#### Prompt 1:
Please reproduce the part of the spinal cord imaging article that opens with the words containing "Astrocytes, a kind" and closes with "journal Nature Communications.".
#### Prompt 2:
Translate this sentence from the spinal cord imaging article into Spanish: "We perceive stimuli and potentially damaging environmental experiences through mechanoreceptors and nociceptors in the skin."
#### Prompt 3:
Based on the spinal cord imaging article, explain in one to three sentences why the spinal cord was harder to observe than the brain.

#### Document excerpt:
****

Astrocytes, a kind nervous cells that do not conduct electrical signals, react to sensations. Thanks to tiny microscopes developed at the Salk Institute, researchers have discovered that these cells have more roles that previously thought. The new technology will help understand touch and pain phenomena in the spinal cord. The findings were published in the journal Nature Communications.
We perceive stimuli and potentially damaging environmental experiences through mechanoreceptors and nociceptors in the skin. But we still don’t know much about how this information is encoded in spinal cord cells, specially in animals behaving freely.
Axel Nimmerjahn and his team have long been working in the development of microscopes to observe the nervous system. They succeeded in the observation of brains, but the spinal cord is surrounded by multiple vertebrae, which difficults its examination. Besides, the proximity of pulsating organs (heart and lungs) difficults a stable view.
Imaging spinal cord cells in free mice
In their new study, the researchers were able to observe the activity of spinal cord cells in real time while mice where in movement. Thanks to fluorescence imaging experiments performed with miniaturized microscopes, Nimmerjahn’s team found that different stimuli activate different sets of sensory cells in the spinal cord, and that the intensity and duration of stimuli are reflected in neuronal activity. Moreover, the Salk team discovered that astrocytes, commonly considered as supporting cells, also respond to stimuli and emit chemical signals.

****

#### Dataset extract:
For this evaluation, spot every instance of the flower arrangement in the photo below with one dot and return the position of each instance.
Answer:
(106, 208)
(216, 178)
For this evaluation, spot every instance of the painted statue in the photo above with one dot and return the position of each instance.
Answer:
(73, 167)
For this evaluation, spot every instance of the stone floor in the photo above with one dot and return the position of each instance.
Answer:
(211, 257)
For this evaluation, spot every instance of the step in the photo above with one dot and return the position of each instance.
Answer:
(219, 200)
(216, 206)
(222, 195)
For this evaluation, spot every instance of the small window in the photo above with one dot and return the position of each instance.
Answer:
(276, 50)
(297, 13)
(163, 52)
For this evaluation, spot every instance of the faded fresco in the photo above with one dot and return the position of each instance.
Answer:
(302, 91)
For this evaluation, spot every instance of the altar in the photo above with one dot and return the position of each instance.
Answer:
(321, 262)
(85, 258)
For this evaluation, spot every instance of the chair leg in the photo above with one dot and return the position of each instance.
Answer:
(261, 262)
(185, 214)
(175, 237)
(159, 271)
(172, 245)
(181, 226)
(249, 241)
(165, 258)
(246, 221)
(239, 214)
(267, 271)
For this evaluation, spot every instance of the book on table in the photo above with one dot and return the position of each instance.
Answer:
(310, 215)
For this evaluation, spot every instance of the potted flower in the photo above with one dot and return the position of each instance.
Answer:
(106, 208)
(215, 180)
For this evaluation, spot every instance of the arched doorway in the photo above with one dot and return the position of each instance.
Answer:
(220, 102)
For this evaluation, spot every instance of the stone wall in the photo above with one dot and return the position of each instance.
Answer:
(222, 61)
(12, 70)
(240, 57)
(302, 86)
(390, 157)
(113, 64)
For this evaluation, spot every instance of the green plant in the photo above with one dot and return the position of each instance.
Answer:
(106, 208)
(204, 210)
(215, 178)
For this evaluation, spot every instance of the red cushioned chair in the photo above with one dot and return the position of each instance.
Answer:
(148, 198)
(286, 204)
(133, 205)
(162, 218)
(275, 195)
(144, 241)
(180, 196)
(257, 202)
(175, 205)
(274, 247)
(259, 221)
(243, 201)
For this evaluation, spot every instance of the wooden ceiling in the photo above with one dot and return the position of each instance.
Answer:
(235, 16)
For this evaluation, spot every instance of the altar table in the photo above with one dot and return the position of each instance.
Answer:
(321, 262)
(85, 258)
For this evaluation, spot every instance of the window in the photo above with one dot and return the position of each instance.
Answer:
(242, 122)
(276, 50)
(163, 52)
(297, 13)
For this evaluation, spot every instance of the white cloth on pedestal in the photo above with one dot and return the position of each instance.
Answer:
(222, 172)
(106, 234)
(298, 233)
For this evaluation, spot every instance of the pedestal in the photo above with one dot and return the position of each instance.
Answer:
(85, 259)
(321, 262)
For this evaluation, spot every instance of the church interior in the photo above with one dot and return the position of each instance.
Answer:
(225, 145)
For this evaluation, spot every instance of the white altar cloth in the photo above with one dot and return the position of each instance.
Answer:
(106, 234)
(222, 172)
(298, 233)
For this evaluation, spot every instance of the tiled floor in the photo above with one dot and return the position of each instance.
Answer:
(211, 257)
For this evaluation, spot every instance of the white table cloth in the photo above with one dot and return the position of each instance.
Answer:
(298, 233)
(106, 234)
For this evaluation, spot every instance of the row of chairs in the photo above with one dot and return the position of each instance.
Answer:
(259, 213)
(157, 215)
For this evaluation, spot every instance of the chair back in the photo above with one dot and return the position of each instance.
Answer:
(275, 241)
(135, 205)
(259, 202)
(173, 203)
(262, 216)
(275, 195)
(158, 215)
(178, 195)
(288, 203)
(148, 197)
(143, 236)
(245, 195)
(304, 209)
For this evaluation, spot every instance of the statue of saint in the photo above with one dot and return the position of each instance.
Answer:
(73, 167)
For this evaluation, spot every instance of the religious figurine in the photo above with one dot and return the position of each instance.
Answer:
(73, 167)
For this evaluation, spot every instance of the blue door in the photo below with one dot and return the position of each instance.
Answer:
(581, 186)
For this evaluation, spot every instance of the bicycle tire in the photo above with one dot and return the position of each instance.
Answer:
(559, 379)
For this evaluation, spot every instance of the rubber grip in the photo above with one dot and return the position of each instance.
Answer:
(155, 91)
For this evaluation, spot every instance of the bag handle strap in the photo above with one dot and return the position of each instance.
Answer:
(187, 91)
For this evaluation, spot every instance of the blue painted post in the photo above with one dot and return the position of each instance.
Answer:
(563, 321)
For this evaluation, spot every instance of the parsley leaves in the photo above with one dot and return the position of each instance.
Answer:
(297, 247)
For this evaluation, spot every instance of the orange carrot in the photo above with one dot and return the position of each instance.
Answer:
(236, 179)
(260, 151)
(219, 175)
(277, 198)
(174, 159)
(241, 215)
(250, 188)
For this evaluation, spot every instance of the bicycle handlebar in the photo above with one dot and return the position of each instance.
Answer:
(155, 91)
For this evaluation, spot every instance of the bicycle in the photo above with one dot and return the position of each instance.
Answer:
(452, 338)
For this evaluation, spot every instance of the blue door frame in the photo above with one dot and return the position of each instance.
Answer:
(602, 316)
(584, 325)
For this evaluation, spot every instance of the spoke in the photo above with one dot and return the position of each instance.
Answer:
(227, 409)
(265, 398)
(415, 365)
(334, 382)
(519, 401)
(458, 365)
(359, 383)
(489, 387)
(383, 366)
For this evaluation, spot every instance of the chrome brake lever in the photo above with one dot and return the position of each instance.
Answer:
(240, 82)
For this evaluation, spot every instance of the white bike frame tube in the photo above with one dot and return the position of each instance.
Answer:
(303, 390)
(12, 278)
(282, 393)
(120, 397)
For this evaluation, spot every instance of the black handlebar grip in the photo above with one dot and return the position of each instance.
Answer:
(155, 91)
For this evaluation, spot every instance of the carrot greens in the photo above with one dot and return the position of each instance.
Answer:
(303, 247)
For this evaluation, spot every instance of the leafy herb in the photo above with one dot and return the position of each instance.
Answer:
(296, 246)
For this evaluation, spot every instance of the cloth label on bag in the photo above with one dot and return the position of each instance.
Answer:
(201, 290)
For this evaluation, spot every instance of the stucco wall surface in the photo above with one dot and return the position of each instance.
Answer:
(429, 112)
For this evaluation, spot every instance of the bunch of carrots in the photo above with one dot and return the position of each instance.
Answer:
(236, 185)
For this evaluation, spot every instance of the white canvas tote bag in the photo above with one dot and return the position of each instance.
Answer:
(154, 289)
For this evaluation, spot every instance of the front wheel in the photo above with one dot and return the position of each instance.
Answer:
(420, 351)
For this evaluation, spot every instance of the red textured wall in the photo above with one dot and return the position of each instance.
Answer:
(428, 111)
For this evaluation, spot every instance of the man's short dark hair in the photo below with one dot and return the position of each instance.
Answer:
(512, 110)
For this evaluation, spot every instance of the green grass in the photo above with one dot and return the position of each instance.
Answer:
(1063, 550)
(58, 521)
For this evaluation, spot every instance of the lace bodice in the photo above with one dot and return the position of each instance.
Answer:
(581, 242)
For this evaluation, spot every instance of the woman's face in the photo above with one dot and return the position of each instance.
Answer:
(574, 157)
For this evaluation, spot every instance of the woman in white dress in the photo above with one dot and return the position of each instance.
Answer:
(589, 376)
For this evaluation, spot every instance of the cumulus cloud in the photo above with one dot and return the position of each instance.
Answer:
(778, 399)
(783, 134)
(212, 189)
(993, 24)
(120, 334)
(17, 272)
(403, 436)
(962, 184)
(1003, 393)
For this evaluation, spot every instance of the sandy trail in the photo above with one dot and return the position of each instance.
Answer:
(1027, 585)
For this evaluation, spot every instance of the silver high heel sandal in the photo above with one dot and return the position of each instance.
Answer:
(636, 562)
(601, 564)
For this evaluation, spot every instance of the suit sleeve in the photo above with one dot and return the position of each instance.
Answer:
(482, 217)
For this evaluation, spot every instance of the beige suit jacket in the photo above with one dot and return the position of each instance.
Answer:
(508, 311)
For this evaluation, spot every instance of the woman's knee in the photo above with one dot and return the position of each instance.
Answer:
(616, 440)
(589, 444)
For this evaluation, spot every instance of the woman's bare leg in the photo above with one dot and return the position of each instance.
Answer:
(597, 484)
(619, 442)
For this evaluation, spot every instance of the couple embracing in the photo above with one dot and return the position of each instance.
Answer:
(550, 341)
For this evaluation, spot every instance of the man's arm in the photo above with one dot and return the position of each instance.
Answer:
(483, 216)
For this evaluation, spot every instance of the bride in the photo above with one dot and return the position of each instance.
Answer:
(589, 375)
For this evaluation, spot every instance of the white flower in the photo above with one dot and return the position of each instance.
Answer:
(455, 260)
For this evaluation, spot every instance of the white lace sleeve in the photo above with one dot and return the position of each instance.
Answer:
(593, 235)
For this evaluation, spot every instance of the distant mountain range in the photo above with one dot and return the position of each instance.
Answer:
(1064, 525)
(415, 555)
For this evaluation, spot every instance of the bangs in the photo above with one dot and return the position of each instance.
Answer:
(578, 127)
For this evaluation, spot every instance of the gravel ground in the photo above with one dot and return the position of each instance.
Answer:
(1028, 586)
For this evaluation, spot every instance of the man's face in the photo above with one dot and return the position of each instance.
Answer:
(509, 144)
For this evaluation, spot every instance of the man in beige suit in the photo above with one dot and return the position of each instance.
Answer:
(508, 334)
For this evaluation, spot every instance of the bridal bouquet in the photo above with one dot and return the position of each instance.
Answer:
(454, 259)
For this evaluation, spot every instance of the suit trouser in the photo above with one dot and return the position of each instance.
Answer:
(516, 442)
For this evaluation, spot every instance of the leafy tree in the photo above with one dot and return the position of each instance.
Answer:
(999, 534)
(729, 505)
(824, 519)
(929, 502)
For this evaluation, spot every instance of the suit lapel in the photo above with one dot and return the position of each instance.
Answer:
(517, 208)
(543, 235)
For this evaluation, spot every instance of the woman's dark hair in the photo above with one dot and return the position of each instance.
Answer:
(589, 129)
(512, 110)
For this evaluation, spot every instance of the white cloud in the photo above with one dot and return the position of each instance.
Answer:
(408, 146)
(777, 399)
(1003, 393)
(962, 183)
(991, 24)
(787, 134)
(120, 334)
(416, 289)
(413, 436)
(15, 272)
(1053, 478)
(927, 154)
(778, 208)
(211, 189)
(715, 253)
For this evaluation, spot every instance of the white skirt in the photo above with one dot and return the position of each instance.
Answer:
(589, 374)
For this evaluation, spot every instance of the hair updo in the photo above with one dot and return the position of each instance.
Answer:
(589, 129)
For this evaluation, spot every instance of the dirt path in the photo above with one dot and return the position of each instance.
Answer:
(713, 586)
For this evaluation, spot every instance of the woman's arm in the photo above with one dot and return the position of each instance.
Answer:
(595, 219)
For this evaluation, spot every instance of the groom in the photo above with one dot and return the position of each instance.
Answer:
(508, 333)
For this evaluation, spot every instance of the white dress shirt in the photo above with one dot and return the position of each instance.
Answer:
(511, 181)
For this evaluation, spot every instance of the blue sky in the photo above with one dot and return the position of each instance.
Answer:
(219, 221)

****

#### Final answer 1:
Astrocytes, a kind nervous cells that do not conduct electrical signals, react to sensations. Thanks to tiny microscopes developed at the Salk Institute, researchers have discovered that these cells have more roles that previously thought. The new technology will help understand touch and pain phenomena in the spinal cord. The findings were published in the journal Nature Communications.

#### Final answer 2:
Percibimos los estímulos y las experiencias ambientales potencialmente dañinas a través de mecanorreceptores y nociceptores de la piel.

#### Final answer 3:
The spinal cord is surrounded by multiple vertebrae, which make it difficult to examine. The nearby pulsating organs, the heart and lungs, also make a stable view hard to obtain.